*Excerpted records:*

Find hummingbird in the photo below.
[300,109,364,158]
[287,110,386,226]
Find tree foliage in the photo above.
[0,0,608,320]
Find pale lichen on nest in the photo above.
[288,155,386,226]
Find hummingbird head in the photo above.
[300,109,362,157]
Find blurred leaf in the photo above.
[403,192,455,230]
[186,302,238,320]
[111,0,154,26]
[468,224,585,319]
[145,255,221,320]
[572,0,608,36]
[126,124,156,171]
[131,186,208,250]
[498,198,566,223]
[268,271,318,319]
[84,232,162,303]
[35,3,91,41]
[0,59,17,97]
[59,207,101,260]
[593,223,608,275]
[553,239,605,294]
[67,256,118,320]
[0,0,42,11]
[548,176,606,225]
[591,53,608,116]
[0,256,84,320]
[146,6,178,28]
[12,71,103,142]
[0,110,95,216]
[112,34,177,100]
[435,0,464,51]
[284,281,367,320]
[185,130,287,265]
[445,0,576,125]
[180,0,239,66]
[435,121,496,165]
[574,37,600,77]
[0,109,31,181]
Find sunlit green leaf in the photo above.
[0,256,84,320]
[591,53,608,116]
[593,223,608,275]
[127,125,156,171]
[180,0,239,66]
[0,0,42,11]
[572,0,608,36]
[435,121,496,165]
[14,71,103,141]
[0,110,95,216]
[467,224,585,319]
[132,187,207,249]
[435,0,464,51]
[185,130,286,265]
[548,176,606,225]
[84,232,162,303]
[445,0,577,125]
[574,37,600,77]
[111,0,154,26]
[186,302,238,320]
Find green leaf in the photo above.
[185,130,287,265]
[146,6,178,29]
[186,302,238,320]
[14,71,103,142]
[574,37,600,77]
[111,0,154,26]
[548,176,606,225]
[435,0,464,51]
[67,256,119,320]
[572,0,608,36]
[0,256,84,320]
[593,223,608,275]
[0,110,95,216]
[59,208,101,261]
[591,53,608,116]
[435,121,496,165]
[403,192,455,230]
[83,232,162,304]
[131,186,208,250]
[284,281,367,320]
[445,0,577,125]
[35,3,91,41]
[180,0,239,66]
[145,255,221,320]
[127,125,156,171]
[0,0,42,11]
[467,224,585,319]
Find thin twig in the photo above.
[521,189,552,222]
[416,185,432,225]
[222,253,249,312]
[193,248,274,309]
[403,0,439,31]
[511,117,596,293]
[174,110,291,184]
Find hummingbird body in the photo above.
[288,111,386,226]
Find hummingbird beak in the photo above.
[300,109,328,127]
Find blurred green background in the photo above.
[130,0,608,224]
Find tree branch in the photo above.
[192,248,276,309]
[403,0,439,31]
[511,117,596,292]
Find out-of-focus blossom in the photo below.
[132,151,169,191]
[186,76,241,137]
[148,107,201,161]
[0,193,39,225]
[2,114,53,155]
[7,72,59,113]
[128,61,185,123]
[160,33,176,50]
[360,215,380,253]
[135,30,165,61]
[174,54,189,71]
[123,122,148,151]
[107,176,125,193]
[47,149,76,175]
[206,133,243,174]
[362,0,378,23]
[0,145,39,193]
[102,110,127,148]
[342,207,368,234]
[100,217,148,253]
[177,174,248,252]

*Direction:*
Format the data above as a numbered list, starting at the line containing "Find blurred green" and ending at the last line of the data, with blank lines omitted.

*Written reply:*
1. Find blurred green background in the photo above.
2. [130,0,608,224]
3. Find tree branch in the photo above.
4. [192,248,276,309]
5. [403,0,439,31]
6. [511,117,596,292]
7. Find out-of-focus blossom in the photo below.
8. [132,151,169,191]
9. [186,76,241,137]
10. [148,107,201,161]
11. [0,193,39,225]
12. [2,114,53,155]
13. [7,72,59,113]
14. [128,61,185,123]
15. [160,33,176,50]
16. [360,215,380,253]
17. [135,30,165,61]
18. [174,54,189,71]
19. [123,122,148,151]
20. [107,176,125,193]
21. [47,149,76,175]
22. [206,133,243,174]
23. [362,0,378,23]
24. [0,145,39,193]
25. [102,110,127,148]
26. [342,207,368,234]
27. [100,217,148,253]
28. [177,174,248,252]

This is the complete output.